--- Available data Enclosed Below ---
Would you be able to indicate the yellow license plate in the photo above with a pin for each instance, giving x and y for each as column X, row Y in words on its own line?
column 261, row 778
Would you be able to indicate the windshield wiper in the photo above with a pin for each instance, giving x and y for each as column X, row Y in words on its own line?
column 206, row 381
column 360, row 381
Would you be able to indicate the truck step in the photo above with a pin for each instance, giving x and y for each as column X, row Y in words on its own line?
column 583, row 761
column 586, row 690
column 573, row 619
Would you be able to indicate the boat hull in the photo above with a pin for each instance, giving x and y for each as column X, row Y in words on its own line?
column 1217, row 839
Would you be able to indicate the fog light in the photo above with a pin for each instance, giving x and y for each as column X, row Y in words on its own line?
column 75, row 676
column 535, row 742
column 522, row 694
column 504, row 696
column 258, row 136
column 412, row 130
--- End of Enclosed Available data ---
Please copy exactly, and only, the lines running from the one containing "Would you be able to indicate the truck" through the end of the listing.

__Output below__.
Would you be able to indicate the truck step in the photo above with a pin for each instance, giving x and y for each as column X, row Y in words on its own line?
column 583, row 761
column 586, row 690
column 573, row 619
Would you be able to indicate the boat hull in the photo above with a pin for each instance, giving x and y for each as column X, row Y in words on its own line?
column 1217, row 839
Would you be able to indicate the fog light in the photo above with a pin for each instance, giving x and y for each as column X, row Y in words on its own line?
column 75, row 676
column 535, row 742
column 522, row 694
column 504, row 696
column 258, row 136
column 412, row 130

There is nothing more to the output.